Records of labeled boxes
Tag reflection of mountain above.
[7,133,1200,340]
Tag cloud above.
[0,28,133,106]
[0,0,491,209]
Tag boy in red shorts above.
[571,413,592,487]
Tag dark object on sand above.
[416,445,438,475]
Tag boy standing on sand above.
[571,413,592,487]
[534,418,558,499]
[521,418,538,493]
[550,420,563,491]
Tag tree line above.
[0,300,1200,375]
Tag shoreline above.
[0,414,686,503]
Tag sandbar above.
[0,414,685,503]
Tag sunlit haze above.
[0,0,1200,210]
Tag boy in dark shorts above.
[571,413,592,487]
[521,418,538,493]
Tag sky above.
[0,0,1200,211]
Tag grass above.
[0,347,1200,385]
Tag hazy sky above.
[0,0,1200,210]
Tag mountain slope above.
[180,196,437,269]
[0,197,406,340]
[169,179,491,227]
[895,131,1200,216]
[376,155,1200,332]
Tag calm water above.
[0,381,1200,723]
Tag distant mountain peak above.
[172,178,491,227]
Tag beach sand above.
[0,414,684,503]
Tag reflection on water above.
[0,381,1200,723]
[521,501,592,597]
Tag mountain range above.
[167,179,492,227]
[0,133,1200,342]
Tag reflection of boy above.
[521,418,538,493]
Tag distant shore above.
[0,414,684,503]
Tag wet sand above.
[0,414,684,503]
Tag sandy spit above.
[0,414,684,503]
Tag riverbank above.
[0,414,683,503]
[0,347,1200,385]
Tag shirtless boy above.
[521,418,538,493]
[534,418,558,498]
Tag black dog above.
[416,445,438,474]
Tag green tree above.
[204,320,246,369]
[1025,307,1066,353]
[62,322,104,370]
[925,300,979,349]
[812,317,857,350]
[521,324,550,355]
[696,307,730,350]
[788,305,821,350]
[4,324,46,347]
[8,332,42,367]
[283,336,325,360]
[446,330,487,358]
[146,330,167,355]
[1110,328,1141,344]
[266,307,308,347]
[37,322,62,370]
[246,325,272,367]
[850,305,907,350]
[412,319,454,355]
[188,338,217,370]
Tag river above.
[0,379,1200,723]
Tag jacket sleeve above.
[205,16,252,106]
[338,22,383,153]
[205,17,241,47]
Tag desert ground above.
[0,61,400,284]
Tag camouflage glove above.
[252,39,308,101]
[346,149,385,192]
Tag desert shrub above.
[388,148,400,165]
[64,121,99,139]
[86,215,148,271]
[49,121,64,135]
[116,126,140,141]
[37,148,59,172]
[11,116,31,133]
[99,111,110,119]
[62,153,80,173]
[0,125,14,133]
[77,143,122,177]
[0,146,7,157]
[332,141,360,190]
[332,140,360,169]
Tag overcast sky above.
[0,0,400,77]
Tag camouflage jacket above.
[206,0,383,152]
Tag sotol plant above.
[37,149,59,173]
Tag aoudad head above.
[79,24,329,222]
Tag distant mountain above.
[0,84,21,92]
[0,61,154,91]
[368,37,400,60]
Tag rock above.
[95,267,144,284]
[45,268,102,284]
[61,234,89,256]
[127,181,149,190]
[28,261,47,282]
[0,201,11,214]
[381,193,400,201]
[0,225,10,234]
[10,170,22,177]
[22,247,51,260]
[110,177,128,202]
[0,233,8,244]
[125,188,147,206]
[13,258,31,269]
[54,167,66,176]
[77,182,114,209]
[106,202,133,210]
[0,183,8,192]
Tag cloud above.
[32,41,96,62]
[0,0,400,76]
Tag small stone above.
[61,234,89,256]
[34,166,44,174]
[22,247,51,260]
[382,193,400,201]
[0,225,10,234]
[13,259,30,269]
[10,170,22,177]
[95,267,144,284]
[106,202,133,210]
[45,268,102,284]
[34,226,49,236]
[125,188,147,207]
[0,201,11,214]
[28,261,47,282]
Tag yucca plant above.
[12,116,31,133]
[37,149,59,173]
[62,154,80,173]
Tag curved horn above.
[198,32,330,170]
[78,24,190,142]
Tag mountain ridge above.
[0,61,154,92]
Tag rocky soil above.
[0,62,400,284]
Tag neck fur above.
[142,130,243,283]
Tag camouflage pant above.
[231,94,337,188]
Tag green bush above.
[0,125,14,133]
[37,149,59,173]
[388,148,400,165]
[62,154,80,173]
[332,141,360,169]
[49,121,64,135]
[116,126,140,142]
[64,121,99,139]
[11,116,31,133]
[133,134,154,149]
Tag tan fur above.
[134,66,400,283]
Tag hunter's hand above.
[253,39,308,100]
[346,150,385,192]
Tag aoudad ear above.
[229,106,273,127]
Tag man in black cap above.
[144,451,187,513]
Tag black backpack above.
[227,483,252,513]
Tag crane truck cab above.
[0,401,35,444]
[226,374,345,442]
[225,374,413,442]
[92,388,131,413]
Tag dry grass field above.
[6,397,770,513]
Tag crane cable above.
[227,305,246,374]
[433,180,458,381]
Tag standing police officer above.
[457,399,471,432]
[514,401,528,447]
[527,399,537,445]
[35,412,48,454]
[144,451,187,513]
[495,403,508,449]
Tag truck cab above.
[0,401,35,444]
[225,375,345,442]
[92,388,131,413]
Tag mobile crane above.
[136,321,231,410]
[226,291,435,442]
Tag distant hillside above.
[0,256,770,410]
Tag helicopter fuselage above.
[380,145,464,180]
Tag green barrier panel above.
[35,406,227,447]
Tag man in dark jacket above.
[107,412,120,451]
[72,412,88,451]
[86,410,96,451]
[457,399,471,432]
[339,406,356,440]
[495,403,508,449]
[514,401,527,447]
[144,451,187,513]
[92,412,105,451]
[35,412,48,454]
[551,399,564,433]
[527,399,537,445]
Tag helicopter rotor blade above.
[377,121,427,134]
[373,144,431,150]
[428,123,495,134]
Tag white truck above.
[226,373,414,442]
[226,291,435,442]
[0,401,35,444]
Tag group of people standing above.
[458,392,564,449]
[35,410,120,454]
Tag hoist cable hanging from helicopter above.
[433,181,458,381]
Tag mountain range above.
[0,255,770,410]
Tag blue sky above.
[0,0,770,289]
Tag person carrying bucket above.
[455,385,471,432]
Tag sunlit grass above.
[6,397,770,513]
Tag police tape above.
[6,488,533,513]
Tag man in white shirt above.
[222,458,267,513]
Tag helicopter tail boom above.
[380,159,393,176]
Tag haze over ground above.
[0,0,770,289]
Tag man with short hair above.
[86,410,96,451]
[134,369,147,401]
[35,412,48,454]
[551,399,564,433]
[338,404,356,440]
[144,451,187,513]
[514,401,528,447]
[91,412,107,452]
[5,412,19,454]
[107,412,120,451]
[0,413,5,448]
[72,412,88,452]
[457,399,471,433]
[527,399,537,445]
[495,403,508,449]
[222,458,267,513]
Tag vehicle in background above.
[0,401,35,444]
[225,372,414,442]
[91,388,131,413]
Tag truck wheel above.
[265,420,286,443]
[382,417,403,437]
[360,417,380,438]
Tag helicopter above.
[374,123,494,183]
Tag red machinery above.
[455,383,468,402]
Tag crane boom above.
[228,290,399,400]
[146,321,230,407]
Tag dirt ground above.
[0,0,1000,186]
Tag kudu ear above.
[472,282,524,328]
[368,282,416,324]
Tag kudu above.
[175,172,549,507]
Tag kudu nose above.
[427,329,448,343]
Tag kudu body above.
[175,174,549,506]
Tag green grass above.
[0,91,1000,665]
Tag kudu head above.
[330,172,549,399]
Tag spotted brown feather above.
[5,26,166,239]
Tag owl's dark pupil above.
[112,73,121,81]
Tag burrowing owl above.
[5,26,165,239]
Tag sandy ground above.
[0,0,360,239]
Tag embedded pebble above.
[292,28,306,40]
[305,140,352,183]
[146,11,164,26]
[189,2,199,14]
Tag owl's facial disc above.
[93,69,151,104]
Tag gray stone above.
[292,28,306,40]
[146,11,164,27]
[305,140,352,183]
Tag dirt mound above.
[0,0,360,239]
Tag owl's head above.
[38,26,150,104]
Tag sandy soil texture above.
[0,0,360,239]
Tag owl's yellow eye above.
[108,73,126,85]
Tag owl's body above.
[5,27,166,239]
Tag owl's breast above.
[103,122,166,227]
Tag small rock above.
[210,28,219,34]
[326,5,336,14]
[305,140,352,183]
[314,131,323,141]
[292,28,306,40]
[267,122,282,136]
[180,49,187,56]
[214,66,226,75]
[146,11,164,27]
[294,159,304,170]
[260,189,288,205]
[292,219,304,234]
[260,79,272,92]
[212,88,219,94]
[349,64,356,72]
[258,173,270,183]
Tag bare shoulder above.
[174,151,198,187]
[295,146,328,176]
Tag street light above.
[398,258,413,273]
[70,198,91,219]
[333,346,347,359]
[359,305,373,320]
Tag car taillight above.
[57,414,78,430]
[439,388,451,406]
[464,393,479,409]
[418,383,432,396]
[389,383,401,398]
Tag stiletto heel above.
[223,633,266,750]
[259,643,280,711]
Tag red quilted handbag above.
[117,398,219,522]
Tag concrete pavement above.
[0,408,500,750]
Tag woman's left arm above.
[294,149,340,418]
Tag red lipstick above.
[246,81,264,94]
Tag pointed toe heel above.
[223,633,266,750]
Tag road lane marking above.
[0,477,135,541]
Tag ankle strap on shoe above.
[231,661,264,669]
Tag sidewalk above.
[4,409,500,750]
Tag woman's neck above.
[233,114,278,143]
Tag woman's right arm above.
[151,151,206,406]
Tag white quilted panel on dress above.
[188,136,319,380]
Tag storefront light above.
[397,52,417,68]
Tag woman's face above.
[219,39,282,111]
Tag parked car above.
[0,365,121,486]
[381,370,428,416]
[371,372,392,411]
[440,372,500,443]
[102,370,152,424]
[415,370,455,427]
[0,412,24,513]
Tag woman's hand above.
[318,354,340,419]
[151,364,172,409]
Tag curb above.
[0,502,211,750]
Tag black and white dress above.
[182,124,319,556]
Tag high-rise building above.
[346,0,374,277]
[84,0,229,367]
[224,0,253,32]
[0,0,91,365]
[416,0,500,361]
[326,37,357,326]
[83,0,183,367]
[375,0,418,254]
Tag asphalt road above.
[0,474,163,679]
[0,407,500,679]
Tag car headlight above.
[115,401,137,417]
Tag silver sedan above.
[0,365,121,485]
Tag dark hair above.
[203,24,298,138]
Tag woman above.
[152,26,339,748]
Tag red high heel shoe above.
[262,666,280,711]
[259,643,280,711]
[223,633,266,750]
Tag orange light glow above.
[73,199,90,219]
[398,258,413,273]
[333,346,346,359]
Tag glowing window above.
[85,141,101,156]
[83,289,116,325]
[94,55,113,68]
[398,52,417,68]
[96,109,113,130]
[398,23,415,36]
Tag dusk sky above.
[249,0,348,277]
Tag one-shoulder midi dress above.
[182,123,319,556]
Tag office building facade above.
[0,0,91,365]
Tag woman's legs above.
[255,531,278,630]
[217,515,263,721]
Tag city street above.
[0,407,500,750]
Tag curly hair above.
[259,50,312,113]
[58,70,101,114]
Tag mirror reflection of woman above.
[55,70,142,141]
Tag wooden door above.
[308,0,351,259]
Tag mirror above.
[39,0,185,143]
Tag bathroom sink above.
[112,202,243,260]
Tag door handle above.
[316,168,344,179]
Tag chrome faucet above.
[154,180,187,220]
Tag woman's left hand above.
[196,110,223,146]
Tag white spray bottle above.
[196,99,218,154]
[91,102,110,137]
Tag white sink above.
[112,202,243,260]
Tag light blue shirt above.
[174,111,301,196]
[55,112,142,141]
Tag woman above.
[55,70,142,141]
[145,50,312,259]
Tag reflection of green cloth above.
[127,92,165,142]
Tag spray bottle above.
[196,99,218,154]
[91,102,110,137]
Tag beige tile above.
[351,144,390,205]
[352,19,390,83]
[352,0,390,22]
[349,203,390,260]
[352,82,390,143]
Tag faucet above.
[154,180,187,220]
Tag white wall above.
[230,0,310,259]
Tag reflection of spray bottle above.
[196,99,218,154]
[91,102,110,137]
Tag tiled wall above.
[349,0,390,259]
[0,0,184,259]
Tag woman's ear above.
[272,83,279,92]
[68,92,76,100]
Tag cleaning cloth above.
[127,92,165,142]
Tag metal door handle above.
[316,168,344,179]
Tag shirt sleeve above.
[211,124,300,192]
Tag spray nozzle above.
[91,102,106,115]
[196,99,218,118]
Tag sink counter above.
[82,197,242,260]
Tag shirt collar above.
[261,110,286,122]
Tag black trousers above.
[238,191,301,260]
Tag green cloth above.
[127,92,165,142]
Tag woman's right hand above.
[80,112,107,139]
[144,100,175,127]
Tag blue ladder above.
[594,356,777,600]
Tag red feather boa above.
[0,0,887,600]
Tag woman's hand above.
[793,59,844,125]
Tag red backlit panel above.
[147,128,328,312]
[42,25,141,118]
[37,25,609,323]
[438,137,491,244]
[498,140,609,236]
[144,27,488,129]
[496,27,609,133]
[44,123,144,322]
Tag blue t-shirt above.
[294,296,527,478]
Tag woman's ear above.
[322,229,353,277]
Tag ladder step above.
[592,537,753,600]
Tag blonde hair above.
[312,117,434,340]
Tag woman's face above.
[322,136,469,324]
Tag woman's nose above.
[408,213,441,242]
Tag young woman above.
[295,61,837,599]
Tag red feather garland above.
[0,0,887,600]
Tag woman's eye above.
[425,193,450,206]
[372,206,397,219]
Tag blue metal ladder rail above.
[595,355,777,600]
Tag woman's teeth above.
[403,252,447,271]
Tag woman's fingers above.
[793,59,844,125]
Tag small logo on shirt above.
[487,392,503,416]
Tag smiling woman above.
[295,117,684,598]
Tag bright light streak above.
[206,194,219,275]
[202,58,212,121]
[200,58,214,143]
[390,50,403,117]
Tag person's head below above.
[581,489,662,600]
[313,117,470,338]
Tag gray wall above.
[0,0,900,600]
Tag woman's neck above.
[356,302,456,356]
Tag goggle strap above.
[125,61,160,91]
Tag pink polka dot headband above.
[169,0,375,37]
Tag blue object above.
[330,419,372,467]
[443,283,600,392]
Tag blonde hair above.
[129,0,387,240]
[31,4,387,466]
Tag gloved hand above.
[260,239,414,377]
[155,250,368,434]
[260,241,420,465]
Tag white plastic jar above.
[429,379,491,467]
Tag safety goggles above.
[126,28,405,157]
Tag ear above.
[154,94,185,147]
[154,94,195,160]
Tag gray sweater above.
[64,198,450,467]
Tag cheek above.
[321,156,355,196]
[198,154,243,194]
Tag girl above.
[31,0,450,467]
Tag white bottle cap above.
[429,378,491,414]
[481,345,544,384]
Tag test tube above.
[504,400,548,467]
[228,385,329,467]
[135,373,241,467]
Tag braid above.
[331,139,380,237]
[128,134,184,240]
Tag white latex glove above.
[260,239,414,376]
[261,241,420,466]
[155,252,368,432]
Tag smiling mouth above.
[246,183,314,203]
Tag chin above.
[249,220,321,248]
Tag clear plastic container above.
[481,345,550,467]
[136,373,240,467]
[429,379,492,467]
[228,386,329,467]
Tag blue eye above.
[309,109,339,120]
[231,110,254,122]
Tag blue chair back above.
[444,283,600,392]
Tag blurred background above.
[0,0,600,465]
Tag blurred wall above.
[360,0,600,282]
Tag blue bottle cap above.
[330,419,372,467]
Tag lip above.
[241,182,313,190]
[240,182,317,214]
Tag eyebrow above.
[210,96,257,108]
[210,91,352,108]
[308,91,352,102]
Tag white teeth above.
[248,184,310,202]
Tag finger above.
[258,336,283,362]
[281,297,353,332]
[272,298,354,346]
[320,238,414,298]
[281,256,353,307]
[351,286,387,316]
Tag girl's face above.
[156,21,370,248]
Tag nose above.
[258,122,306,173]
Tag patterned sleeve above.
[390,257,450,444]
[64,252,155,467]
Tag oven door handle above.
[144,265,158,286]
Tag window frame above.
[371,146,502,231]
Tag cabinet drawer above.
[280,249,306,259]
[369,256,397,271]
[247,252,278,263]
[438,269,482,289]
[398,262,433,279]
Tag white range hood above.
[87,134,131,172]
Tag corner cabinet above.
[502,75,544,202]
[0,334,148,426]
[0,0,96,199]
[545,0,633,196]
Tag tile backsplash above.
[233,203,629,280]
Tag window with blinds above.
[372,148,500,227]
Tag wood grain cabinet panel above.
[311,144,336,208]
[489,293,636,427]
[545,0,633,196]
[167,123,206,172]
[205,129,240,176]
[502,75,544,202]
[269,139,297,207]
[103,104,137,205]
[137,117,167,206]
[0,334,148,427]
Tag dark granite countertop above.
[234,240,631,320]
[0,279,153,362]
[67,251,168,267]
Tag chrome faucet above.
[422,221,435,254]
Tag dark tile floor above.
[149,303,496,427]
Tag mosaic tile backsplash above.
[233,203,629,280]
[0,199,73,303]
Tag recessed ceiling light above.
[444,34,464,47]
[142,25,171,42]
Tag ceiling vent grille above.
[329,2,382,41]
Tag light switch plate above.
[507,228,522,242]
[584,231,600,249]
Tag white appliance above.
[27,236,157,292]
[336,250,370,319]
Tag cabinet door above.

• The task: Render the lines from the one holding "Tag smiling mouth above." through the one holding "[248,184,310,202]", inclusive, as a Markdown table with columns No. and Line. Number each line and skip any blank lines.

• Complete answer:
| No. | Line |
|---|---|
| 1 | Tag smiling mouth above. |
| 2 | [246,183,314,203] |
| 3 | Tag chin above. |
| 4 | [249,220,321,248] |
| 5 | Tag clear plastic container above. |
| 6 | [481,345,550,467] |
| 7 | [136,373,240,467] |
| 8 | [429,379,492,467] |
| 9 | [228,386,329,467] |
| 10 | Tag blue eye above. |
| 11 | [309,109,339,120] |
| 12 | [231,110,254,122] |
| 13 | Tag blue chair back above. |
| 14 | [444,283,600,392] |
| 15 | Tag blurred background above. |
| 16 | [0,0,600,465] |
| 17 | Tag blurred wall above. |
| 18 | [360,0,600,282] |
| 19 | Tag blue bottle cap above. |
| 20 | [330,419,372,467] |
| 21 | Tag lip above. |
| 22 | [241,182,313,190] |
| 23 | [240,182,317,214] |
| 24 | Tag eyebrow above. |
| 25 | [210,96,257,108] |
| 26 | [210,91,352,108] |
| 27 | [308,91,352,102] |
| 28 | Tag white teeth above. |
| 29 | [248,184,310,202] |